__Task material__:
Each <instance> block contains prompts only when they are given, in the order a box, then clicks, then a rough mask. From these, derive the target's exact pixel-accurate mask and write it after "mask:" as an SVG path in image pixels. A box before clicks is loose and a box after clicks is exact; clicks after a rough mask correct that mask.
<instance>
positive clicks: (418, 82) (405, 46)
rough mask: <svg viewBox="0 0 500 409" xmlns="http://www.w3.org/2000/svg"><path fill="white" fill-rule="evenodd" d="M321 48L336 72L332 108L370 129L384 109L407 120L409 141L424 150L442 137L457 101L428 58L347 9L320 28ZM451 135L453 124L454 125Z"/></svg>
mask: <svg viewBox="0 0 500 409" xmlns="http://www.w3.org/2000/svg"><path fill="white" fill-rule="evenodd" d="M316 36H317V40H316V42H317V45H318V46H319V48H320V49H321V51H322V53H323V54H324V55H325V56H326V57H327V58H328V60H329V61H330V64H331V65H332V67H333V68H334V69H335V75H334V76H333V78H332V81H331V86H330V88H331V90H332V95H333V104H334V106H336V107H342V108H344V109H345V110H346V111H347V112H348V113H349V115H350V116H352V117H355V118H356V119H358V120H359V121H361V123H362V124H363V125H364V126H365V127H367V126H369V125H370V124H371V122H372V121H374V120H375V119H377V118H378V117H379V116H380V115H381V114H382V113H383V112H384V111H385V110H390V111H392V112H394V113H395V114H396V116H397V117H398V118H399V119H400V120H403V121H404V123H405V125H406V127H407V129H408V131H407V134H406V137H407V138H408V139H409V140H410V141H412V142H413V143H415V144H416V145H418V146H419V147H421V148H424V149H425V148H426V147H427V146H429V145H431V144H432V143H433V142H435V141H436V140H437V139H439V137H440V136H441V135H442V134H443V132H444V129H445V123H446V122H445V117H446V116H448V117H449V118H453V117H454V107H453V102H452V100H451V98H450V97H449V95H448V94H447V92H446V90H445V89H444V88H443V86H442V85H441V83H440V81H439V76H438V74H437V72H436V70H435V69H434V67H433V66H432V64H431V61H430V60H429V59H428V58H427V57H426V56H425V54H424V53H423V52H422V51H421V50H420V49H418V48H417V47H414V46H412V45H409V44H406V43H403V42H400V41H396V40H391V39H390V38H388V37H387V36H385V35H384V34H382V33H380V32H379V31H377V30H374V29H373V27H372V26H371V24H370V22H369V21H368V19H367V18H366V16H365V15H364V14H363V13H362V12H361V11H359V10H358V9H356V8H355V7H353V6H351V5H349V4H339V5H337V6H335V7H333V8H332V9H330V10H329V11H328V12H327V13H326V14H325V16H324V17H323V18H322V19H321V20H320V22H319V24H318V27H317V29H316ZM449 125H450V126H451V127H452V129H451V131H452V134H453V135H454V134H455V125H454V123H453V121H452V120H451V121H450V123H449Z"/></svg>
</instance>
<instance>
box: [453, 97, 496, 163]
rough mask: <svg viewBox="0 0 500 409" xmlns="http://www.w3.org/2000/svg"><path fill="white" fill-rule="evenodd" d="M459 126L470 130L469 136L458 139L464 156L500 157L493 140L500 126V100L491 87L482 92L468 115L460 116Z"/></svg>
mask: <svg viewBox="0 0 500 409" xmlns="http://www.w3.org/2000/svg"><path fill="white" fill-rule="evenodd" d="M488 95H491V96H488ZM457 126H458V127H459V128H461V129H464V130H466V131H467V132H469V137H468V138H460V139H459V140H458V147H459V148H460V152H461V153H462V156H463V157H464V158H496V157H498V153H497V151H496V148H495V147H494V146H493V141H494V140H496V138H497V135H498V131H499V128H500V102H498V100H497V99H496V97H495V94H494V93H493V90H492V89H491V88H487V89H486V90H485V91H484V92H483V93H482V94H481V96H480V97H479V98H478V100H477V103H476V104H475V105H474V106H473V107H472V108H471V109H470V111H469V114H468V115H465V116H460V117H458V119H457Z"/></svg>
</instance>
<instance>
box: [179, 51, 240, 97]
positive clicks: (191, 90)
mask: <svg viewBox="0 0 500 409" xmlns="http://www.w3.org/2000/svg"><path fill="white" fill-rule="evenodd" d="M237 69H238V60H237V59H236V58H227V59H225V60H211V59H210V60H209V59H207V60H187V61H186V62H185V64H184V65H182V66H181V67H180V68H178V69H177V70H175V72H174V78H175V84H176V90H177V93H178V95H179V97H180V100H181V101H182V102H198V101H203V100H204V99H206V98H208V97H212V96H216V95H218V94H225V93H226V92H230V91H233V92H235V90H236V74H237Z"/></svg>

__Activity__:
May I have the entries returned exactly, with every line in place?

__Solution to the problem__:
Each <instance> block contains prompts only when they are given, in the order a box, then clicks, then a rough mask. From these, derive the target's exact pixel-accurate mask and write it after "mask:" as an SVG path in image pixels. A box before clicks is loose and a box after clicks is exact; clicks after a rough mask correct that mask.
<instance>
positive clicks: (418, 82) (405, 46)
rough mask: <svg viewBox="0 0 500 409" xmlns="http://www.w3.org/2000/svg"><path fill="white" fill-rule="evenodd" d="M321 48L336 72L332 108L370 129L384 109L407 120L409 141L424 150L442 137L457 101L428 58L347 9L320 28ZM451 135L453 124L454 125Z"/></svg>
mask: <svg viewBox="0 0 500 409" xmlns="http://www.w3.org/2000/svg"><path fill="white" fill-rule="evenodd" d="M316 36H317V40H316V42H317V45H318V46H319V48H320V49H321V51H322V53H323V54H324V55H325V56H326V57H327V58H328V60H329V61H330V64H331V65H332V67H333V68H334V69H335V75H334V76H333V78H332V81H331V86H330V88H331V90H332V95H333V104H334V106H336V107H342V108H344V109H345V110H346V111H347V112H348V113H349V115H350V116H352V117H355V118H356V119H358V120H359V121H361V123H362V124H363V125H364V126H365V127H367V126H369V125H370V124H371V122H372V121H374V120H375V119H377V118H378V117H379V116H380V115H381V114H382V113H383V112H384V111H385V110H390V111H392V112H394V113H395V114H396V116H397V117H398V118H399V119H400V120H403V121H404V123H405V125H406V127H407V129H408V131H407V134H406V137H407V138H408V139H409V140H410V141H412V142H413V143H415V144H416V145H418V146H419V147H421V148H424V149H425V148H426V147H427V146H429V145H431V144H432V143H433V142H435V141H436V140H437V139H439V137H440V136H441V135H442V134H443V132H444V129H445V123H446V122H445V117H446V116H448V117H449V118H453V117H454V107H453V102H452V100H451V98H450V97H449V95H448V94H447V92H446V90H445V89H444V88H443V86H442V85H441V83H440V81H439V76H438V74H437V72H436V70H435V69H434V67H433V66H432V64H431V61H430V60H429V59H428V58H427V57H426V56H425V54H424V53H423V52H422V51H421V50H420V49H418V48H417V47H414V46H412V45H409V44H406V43H403V42H400V41H396V40H391V39H390V38H388V37H387V36H385V35H384V34H382V33H380V32H379V31H377V30H374V29H373V27H372V26H371V24H370V22H369V21H368V19H367V18H366V16H365V15H364V14H363V13H362V12H361V11H359V10H358V9H356V8H355V7H353V6H351V5H349V4H339V5H337V6H335V7H333V8H332V9H330V10H329V11H328V12H327V13H326V14H325V16H324V17H323V18H322V19H321V20H320V22H319V24H318V27H317V29H316ZM449 125H450V126H451V127H452V129H451V131H452V134H453V135H454V134H455V125H454V123H453V121H452V120H451V121H450V123H449Z"/></svg>
</instance>
<instance>
box: [453, 97, 496, 163]
rough mask: <svg viewBox="0 0 500 409" xmlns="http://www.w3.org/2000/svg"><path fill="white" fill-rule="evenodd" d="M459 126L470 130L469 136L458 139L464 156L500 157L493 140L500 126V100L491 87L482 92L468 115L460 116Z"/></svg>
mask: <svg viewBox="0 0 500 409" xmlns="http://www.w3.org/2000/svg"><path fill="white" fill-rule="evenodd" d="M488 95H491V96H488ZM457 126H458V127H459V128H461V129H464V130H466V131H467V132H469V137H468V138H460V139H459V140H458V147H459V148H460V152H461V153H462V156H463V157H464V158H496V157H498V153H497V151H496V148H495V147H494V146H493V141H494V140H496V138H497V135H498V131H499V128H500V102H498V100H497V99H496V97H495V94H494V93H493V90H492V89H491V88H487V89H486V90H485V91H484V92H483V93H482V94H481V96H480V97H479V98H478V100H477V103H476V104H475V105H474V106H473V107H472V108H471V109H470V111H469V114H468V115H465V116H460V117H458V119H457Z"/></svg>
</instance>
<instance>
box: [179, 51, 240, 97]
positive clicks: (191, 90)
mask: <svg viewBox="0 0 500 409" xmlns="http://www.w3.org/2000/svg"><path fill="white" fill-rule="evenodd" d="M237 69H238V60H237V59H236V58H227V59H225V60H211V59H210V60H209V59H207V60H187V61H186V62H185V64H184V65H182V66H181V67H180V68H178V69H177V70H175V72H174V78H175V84H176V90H177V93H178V95H179V97H180V100H181V101H182V102H198V101H203V100H204V99H206V98H208V97H212V96H216V95H218V94H225V93H226V92H230V91H233V92H235V90H236V74H237Z"/></svg>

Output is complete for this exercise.